**THE DATA:**
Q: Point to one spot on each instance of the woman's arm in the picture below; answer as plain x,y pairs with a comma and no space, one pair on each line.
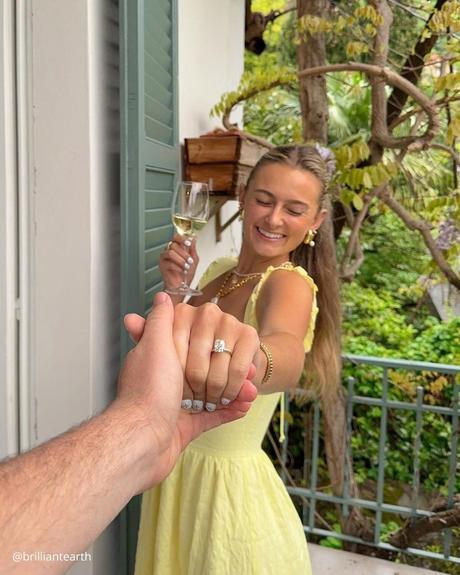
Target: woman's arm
283,311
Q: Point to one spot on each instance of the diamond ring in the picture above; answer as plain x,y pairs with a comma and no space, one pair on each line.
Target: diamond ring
219,347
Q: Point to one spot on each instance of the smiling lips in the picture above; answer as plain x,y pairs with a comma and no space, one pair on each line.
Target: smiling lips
269,235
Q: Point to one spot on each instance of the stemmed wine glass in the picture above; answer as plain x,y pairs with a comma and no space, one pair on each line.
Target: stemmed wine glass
190,212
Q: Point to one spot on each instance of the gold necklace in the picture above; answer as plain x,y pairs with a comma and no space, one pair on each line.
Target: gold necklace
224,290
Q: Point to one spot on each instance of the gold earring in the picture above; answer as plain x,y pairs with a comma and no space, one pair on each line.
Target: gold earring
309,238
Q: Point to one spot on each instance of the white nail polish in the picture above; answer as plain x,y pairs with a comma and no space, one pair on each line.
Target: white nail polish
198,405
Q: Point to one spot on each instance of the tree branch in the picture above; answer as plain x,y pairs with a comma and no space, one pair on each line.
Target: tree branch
394,79
378,96
348,268
424,229
415,529
412,69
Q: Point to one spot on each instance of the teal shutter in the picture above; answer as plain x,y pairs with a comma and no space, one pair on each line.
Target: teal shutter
150,151
149,169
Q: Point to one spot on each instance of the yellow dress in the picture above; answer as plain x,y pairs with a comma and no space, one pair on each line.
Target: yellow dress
224,510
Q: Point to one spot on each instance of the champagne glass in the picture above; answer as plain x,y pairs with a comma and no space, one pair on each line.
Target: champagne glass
190,212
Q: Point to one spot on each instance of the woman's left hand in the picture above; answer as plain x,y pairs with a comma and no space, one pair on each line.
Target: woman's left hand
211,379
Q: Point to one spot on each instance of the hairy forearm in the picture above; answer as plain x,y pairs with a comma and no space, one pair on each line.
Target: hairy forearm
54,499
288,359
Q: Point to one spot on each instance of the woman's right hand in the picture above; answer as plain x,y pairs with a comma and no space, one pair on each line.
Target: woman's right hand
176,258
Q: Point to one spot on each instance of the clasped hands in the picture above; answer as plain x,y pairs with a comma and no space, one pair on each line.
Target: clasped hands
211,380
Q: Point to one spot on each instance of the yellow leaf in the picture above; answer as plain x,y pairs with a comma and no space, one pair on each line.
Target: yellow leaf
358,202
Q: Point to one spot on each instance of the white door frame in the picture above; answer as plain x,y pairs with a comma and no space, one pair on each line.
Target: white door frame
9,332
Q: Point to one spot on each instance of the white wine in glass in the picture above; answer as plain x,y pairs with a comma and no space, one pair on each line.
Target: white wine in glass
190,212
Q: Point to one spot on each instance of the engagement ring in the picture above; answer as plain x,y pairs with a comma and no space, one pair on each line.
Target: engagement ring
219,346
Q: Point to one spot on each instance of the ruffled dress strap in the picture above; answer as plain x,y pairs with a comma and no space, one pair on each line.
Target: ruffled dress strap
250,317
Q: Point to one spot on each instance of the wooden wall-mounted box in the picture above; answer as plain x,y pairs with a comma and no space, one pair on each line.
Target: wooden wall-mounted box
227,160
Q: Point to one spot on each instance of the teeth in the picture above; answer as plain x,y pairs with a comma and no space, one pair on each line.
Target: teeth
269,234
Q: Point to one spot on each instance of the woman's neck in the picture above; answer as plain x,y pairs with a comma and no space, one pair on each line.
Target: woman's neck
253,263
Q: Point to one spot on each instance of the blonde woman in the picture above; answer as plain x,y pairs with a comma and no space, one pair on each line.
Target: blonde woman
224,510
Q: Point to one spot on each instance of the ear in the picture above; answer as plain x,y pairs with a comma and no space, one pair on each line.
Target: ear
241,194
319,219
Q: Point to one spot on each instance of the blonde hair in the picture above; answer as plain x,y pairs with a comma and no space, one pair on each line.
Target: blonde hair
322,363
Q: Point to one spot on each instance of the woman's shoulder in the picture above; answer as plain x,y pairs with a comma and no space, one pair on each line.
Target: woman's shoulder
286,274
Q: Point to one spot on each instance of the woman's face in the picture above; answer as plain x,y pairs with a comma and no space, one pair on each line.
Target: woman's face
280,205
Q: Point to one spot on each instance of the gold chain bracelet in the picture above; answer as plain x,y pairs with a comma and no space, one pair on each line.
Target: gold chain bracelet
269,368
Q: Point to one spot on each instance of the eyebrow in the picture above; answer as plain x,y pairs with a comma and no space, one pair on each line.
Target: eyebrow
298,202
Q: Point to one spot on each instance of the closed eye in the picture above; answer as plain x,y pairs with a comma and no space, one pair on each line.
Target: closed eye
260,202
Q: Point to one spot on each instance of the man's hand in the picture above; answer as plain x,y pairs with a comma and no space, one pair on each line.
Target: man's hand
151,383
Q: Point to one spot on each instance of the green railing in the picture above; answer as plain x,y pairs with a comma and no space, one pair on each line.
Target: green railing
312,495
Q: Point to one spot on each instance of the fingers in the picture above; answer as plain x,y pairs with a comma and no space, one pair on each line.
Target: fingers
158,328
244,351
202,334
134,325
183,321
192,426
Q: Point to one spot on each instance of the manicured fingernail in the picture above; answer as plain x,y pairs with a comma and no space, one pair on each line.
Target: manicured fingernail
160,298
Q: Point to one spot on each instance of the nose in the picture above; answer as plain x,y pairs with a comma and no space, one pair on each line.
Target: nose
275,217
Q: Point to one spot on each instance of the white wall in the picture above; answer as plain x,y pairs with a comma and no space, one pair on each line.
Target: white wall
211,49
76,242
9,436
74,196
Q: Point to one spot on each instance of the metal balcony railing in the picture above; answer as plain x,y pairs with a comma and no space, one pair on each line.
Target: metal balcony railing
378,505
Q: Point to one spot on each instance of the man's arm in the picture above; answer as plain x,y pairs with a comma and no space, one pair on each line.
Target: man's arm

**ABOUT THIS EXERCISE:**
Print the records again exactly, without the pictures.

**YOUR SOLUTION:**
Q: Point to one spot on each instance of the woman's arm in the picture below; answer as plain x,y pairs with a comma and no space, one pair on each line.
Target: woman's arm
283,311
Q: Point to one spot on each instance of the diamond ring in the picture above; answer as plain x,y pairs with a comma and no space, one pair on each line.
Target: diamond ring
219,347
Q: Point to one spot on each instance of the smiling lips in the picture above; answer as plain x,y pairs with a comma and no space, one pair on each line.
Target: smiling lips
269,235
Q: Point to one spot on each instance of the stemmed wine glass in the picture above; answer as plain x,y pairs with a comma and no space, one pair on each line.
Target: stemmed wine glass
190,212
Q: Point to one spot on each instance of the gold necklace in the picture above; answer as plain x,y pairs with a comma and no space, one pair on each line.
Target: gold necklace
224,290
Q: Point to one spot on each instance of the gold earring in the picture above; answer as plain x,y pairs with a comma and no space, one pair on each line.
Target: gold earring
309,238
Q: Point to one spot on each instance of the white nail polish in the picture above; answer as plain x,y pairs with a comma and no space, one pair on each line.
Target: white nail polish
198,405
Q: Point to one spot on each instance of the tree branch in the picture above; answer as plain x,y pairs with a comma and no space, one pair on each line.
Target: tree branch
394,79
378,96
348,268
424,229
415,529
412,69
Q: Point to one spot on each instance of the teal shutter in the picture above; answer as plain x,y pairs with a comma and no space, one pair on each line.
Target: teal shutter
150,151
149,169
Q: Point to one spot on each instance of the yellow dress in the picture above; answer as plain x,y pairs with a comma and no space, one pair on each line.
Target: yellow dress
224,510
Q: Point to one spot on each instance of the champagne glass in the picture above; answer as plain x,y pairs with a comma and no space, one pair on each line.
Target: champagne glass
190,212
Q: Point to one spot on each instance of the woman's left hand in the picture above; answer as plain x,y pairs with a comma and no space, one pair on each line.
Target: woman's left hand
211,379
Q: Point to one spot on each instance of the hairy forearm in the picture above; answer as plain x,y pairs with a comma and no space, one pair on each line.
Target: hairy forearm
54,499
288,359
Q: Point to one spot on each instance of the woman's right hand in the picture above; answer as plain x,y pairs with a comma and no space, one pair on each line.
Target: woman's right hand
176,258
Q: Point to one spot on each instance of the clasped hands in the picture above; answer as plain x,y pairs with a comma and no space, one pair on each line.
Target: clasped hands
211,380
Q: Point to one spot on each instance of the yellow leaf in the picture above; answer as plain x,y pairs with a comma and no space, one pair on each line.
Target: yellow leaf
358,202
Q: Point to one spot on each instance of the white door frame in the picture above; answer as plain x,y pairs with a comma and no space, one pair on each line.
Target: white door frame
9,332
Q: Point to one spot on each instance of the white wine in glass in the picture above; answer as plain x,y pairs with a comma and no space, one pair on each line.
Target: white wine in glass
190,212
Q: Point to one spot on each instance of the engagement ring in the picture above; answer as plain x,y pairs with a comma and no space, one pair on each line.
Target: engagement ring
219,346
Q: Point to one spot on each instance of the ruffled dress strap in the picture above; answer as plain x,y pairs with a comma and no space, one pair on each line.
Target: ruffled dress strap
250,317
Q: Point to one spot on each instance of the wooden wall-mounted box in the picture above; answer as plain x,y pairs with a comma and no space, one pair on each line.
Target: wooden wall-mounted box
227,160
Q: Point to one spot on each instance of the teeth in the picture above; answer as plain x,y pairs with a comma and no space, one pair on each line.
Target: teeth
269,234
Q: Point to one spot on each instance of the woman's neck in the picture above; answer as plain x,y pairs with a comma and no space, one pair on each line.
Target: woman's neck
253,263
Q: Point to one spot on each instance of the blonde woman in the picture above; answer as plain x,y pairs with a comma and no space, one pair on each line.
Target: blonde woman
224,510
Q: Point to one spot on each instance of the ear in the picture above; answer as plain x,y pairs with a comma and no space, one pair on each line.
Target: ear
241,194
319,219
Q: Point to one spot on each instance of the blonde hair in the picture above; answer as plain x,y pairs with a comma and no space, one pair on each line.
Target: blonde hair
322,363
Q: Point to one spot on each instance of the woman's shoulder in the picture above; answer as plain x,y pairs with a comma and no space, one pair on each line.
Target: woman's shoulder
286,274
Q: Point to one spot on each instance of the woman's face in the picture above; answer as plain x,y pairs with a comma and no space, one pair on each line.
Target: woman's face
280,205
Q: Point to one spot on each instance of the gold chain bracelet in the picture above; answer as plain x,y pairs with a comma and no space, one pair on each line.
Target: gold chain bracelet
269,368
Q: Point to one spot on each instance of the eyebrow in the picture above; answer as plain x,y pairs with a comma and no space, one pair on each line.
Target: eyebrow
298,202
Q: Point to one spot on each instance of the closed eye in the picture above; answer as plain x,y pairs with a comma and no space, one pair on each line.
Target: closed eye
260,202
Q: Point to one spot on each instance of the man's hand in the picture above; answer as plain x,y pairs with a comma and no space, one pair on each line.
Target: man's hand
151,383
Q: Point to one spot on each instance of the green railing in the picture above; answer as plain x,y pairs with a comma and no space, one pair on each line.
Target: green railing
312,495
Q: Point to one spot on each instance of the fingers in the picture above; answer as plain x,y pairs with a comma and no space, one pair on each line.
Target: fingers
158,328
244,351
202,334
134,325
183,321
192,426
Q: Point to one spot on each instance of the manicured fingernail in the picture above; answer as plain x,y pairs with a comma and no space, one pair on each line.
Target: manicured fingernail
160,298
Q: Point to one spot on each instance of the nose in the picture above; answer as plain x,y pairs with a comma and no space, one pair on each line.
Target: nose
275,217
Q: Point to one spot on each instance of the white wall in the picture above; answer as plain x,y pairs with a comma and no space, one pair on each line.
Target: white wall
211,49
76,242
9,436
74,196
Q: Point to one spot on each instance of the metal balcony railing in the picture above; answer as plain x,y pairs with a comma and no space, one pair on each line.
Target: metal balcony railing
378,505
Q: Point to one spot on each instance of the man's arm in the picture above; answer as plain x,y pairs with a comma and no space, one pair on each line.
Target: man's arm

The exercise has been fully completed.